ENTRIES SUPPLIED:
# # # # #

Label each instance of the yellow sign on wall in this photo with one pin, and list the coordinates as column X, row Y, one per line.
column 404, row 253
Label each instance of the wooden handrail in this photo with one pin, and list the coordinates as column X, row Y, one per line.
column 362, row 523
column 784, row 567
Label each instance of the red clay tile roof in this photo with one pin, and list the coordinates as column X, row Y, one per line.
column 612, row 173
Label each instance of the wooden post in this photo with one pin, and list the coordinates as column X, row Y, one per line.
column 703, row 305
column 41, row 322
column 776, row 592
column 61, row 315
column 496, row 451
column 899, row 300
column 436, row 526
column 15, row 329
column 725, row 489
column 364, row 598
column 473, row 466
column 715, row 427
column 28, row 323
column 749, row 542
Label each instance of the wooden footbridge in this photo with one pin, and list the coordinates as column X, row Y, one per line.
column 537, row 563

# # # # #

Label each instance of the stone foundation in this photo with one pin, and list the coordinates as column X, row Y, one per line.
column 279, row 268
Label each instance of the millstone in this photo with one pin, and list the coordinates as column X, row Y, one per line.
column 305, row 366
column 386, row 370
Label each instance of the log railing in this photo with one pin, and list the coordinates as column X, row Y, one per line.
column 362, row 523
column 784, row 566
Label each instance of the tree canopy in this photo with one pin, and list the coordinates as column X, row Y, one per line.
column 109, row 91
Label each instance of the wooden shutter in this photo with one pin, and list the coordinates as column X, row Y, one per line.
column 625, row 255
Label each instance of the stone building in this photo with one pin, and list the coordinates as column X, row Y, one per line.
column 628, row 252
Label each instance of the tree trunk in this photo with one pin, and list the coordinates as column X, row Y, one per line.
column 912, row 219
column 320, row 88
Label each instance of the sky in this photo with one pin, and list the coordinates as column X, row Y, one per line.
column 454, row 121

# # # # #

OBJECTIVE:
Return every line of the items above, unaltered, from the line containing "Label each instance of the tree trunk" down to the line containing "column 454, row 121", including both of those lines.

THE COMPLETED TASK:
Label each instance of the tree trunk in this photo with one pin, and list the coordinates as column X, row Y, one per line.
column 912, row 219
column 320, row 88
Label each instance of the sky in this photo with one pin, and list the coordinates as column X, row Y, one per line.
column 454, row 121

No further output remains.